• **Complete the following**:
**A.** Translate into Spanish this sentence from the LCLint lecture notes: "Must buffer be defined before calling setVal?"
**B.** Using the LCLint lecture notes, decide whether each statement agrees with them, and quote the deciding words: (i) LCLint insists on reporting a fixed set of potential errors. (ii) Memory management is called a particular problem in the C language. (iii) LCLint is described as versatile and lightweight.

• **Supplied passage**:
★ ★ ★
CSE503: Software Engineering
Lecture 22  (March 1, 1999)

David Notkin

v     LCLint [Evans et al.]

      [Material taken in part from a talk by S. Garland]

      Add some partial specification information to C code to

      Detect potential bugs

      Enforce coding style

v     Versatile and lightweight

      Incremental gain for incremental effort

      Fits in with other tools

      Detects potential bugs

      Specifications enable more accurate checks, messages

      Memory management a particular problem in the C language

      Enforces coding style

      Abstraction boundaries

      Use of mutable and immutable types

v     LCLint Does Not

      Encourage programmer to write

        Contorted code

        Inefficient code

      Report only actual errors

      Report all errors

      Insist on reporting a fixed set of potential errors

        Many options and control flags

v     Ex: Definition before Use

      Sample code
if (setVal(n, &buffer)) ...

      Must buffer be defined before calling setVal?

        Yes: bool setVal(int d, char *val);

        No:            bool setVal(int d, out char *val);

      Is buffer defined afterwards?
★ ★ ★
• **Natural language descriptions of regions**:
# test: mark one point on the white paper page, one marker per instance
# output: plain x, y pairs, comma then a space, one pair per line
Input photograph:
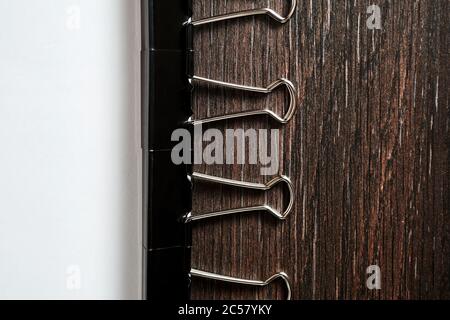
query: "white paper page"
69, 149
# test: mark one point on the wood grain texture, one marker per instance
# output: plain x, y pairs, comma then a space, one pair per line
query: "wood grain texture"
368, 150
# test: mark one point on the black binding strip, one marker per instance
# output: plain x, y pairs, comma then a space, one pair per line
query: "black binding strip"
166, 106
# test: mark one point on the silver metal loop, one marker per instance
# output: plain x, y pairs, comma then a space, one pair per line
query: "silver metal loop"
246, 185
281, 119
246, 13
279, 276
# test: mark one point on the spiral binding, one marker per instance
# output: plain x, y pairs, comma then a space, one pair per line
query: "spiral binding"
167, 259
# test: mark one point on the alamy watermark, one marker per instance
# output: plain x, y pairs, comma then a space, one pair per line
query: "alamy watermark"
254, 147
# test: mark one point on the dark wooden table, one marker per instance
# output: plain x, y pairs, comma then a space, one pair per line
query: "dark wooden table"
368, 150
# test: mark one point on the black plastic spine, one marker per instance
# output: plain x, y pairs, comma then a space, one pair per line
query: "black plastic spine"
166, 106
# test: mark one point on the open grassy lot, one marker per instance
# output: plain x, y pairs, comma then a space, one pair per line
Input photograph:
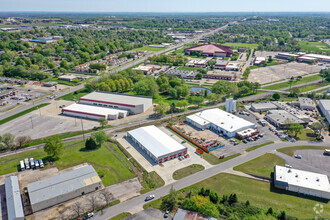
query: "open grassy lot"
110, 169
153, 49
186, 171
261, 166
121, 216
260, 194
258, 146
74, 95
290, 150
287, 84
22, 113
239, 45
313, 46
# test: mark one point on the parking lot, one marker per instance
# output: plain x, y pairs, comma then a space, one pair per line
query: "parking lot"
279, 72
166, 169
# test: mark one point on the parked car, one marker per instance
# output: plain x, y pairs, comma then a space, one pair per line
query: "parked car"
297, 156
150, 197
41, 163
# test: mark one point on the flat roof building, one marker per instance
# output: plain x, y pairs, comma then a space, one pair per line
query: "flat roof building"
219, 121
158, 145
324, 106
211, 50
93, 112
14, 203
308, 183
132, 103
63, 187
263, 107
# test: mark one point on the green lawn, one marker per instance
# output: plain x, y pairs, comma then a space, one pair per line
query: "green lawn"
153, 49
121, 216
239, 45
186, 171
287, 84
314, 46
22, 113
258, 146
290, 150
74, 95
110, 169
108, 166
261, 166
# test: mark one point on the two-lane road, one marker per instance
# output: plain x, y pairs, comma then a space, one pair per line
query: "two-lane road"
138, 202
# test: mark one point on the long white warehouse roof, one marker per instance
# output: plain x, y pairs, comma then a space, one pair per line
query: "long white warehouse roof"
224, 120
156, 141
92, 110
302, 178
116, 99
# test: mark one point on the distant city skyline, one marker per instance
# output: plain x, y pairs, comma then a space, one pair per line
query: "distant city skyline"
165, 6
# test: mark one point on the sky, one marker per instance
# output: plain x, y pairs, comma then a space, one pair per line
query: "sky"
166, 5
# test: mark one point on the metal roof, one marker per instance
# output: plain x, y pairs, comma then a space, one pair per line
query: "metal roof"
62, 184
116, 98
13, 198
156, 141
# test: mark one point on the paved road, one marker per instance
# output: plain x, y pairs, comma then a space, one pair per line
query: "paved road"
137, 202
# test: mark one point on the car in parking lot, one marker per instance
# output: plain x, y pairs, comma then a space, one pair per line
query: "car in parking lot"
150, 197
297, 156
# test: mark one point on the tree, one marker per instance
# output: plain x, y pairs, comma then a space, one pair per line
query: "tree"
316, 127
8, 140
169, 202
161, 108
103, 122
276, 96
21, 140
100, 137
54, 147
296, 129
★ ★ ★
• **Solutions per task**:
**A.** ¿Debe definirse buffer antes de llamar a setVal?

**B.**
(i) No: "LCLint Does Not" ... "Insist on reporting a fixed set of potential errors"
(ii) Yes: "Memory management a particular problem in the C language"
(iii) Yes: "Versatile and lightweight"